■ What this task involves
From the news item on the RECAP intervention program, copy word for word the passage between "Based in the" and "and behavioral problems.", inclusive.

Intervention program set to be implemented in N.C.
The Vanderbilt University intervention program Reaching Educators, Children and Parents (RECAP), has been selected to be used in the Charlotte-Mecklenburg school system in Charlotte, N.C.
Based in the Center for Psychotherapy Research and Policy (Vanderbilt Institute for Public Policy Studies), the RECAP program was created from research developed by Bahr Weiss, Ph.D., associate professor of Psychology and Human Development, and Tom Catron, Ph.D., associate professor of Psychiatry. The program is designed for students in Pre-K to fifth grade and has been proven an effective, school-based, manualized intervention for students with emotional and behavioral problems.
“Several years ago, when we first began, we wanted to address the needs of kids that we were seeing in school systems,” said Catron. “We saw that in some of the schools, as many as 30 percent of the kids had identifiable behavioral and mental health problems, but few of these kids were getting services.”

■ Dataset content
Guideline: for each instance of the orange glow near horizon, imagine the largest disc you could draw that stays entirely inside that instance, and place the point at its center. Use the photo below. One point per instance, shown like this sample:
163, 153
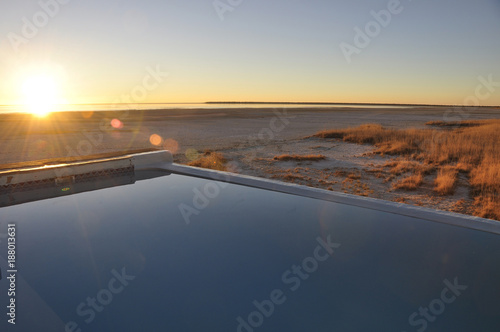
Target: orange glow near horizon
---
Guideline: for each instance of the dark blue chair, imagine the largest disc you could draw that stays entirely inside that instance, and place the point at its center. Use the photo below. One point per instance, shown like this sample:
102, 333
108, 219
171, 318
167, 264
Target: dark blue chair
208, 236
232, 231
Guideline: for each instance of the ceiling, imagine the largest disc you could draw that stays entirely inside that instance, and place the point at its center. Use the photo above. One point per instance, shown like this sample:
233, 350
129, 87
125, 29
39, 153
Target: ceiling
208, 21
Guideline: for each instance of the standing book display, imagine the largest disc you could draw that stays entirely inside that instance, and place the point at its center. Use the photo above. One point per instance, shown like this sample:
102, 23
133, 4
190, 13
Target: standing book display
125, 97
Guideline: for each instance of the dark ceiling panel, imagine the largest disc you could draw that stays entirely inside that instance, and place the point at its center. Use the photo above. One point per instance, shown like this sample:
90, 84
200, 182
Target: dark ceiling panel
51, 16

■ The answer
Based in the Center for Psychotherapy Research and Policy (Vanderbilt Institute for Public Policy Studies), the RECAP program was created from research developed by Bahr Weiss, Ph.D., associate professor of Psychology and Human Development, and Tom Catron, Ph.D., associate professor of Psychiatry. The program is designed for students in Pre-K to fifth grade and has been proven an effective, school-based, manualized intervention for students with emotional and behavioral problems.